* [REQUEST] Under this task are some entries; return every one of them exactly.
BEGIN
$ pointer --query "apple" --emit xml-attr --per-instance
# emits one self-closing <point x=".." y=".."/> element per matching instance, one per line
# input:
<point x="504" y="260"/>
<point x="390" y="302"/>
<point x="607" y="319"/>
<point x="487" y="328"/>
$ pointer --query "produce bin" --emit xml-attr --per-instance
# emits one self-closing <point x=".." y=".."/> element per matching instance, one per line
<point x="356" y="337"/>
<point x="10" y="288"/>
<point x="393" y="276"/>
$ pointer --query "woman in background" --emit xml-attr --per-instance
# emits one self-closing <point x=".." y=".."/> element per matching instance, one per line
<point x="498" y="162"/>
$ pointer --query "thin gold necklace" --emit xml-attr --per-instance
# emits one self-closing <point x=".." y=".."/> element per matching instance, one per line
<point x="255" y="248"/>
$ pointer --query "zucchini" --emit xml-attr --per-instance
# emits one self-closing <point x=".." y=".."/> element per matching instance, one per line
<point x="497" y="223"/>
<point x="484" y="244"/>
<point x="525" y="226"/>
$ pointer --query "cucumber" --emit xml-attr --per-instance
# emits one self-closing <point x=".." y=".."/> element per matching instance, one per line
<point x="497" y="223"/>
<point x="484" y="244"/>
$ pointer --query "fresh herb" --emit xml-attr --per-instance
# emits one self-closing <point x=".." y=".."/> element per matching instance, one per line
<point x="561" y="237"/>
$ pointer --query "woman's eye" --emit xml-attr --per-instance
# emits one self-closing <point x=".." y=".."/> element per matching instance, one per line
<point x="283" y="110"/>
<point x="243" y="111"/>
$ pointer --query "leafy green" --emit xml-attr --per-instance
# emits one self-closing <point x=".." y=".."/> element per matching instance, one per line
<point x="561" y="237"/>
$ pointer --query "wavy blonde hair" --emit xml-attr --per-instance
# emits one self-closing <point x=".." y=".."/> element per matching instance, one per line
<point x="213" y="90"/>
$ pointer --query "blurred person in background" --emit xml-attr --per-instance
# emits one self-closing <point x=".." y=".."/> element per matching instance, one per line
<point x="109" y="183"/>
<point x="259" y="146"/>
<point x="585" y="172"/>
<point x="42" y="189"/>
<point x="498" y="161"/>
END
* [REPLY]
$ pointer --query "apple" --emit xml-attr --per-instance
# emits one self-closing <point x=".." y=".."/> element per matching instance, one per line
# input:
<point x="504" y="260"/>
<point x="390" y="302"/>
<point x="607" y="319"/>
<point x="487" y="328"/>
$ pointer --query "produce bin" --emit xml-attr --per-instance
# emits one self-closing <point x=".." y=".."/> element per matching instance, one per line
<point x="356" y="337"/>
<point x="10" y="288"/>
<point x="393" y="276"/>
$ pointer --query "woman in background" --emit xml-attr --per-instance
# emits one self-closing <point x=".." y=".."/> element per matching instance, one per line
<point x="498" y="162"/>
$ pointer --query "thin gold necklace" --emit xml-attr --per-instance
# emits one self-closing <point x=".." y=".."/> element per matching instance, one per line
<point x="255" y="248"/>
$ pointer --query "zucchini" --emit xml-attr --per-instance
# emits one self-closing <point x=".." y=".."/> element per matching instance, one per line
<point x="497" y="223"/>
<point x="484" y="244"/>
<point x="525" y="226"/>
$ pointer --query "cucumber" --emit xml-attr --per-instance
# emits one self-closing <point x=".." y=".."/> element per matching instance, one per line
<point x="497" y="223"/>
<point x="484" y="244"/>
$ pointer --query "fresh herb" --emit xml-attr --per-instance
# emits one self-closing <point x=".." y=".."/> element per matching instance, one per line
<point x="561" y="237"/>
$ pointer --query "woman's eye" --emit xml-attr --per-instance
# emits one self-closing <point x=".." y=".."/> element per matching instance, one per line
<point x="283" y="110"/>
<point x="243" y="111"/>
$ pointer --query "leafy green" --emit xml-attr --per-instance
# emits one self-closing <point x=".." y=".."/> element per matching instance, one per line
<point x="561" y="237"/>
$ pointer --query "wavy blonde hair" --emit xml-attr --per-instance
# emits one self-closing <point x=".." y=".."/> element per matching instance, one per line
<point x="213" y="90"/>
$ pointer --query "blurred person in background" --emit xml-attr --per-instance
# emits one self-closing <point x=".." y=".."/> element per matching instance, one per line
<point x="109" y="183"/>
<point x="259" y="146"/>
<point x="585" y="172"/>
<point x="42" y="189"/>
<point x="498" y="161"/>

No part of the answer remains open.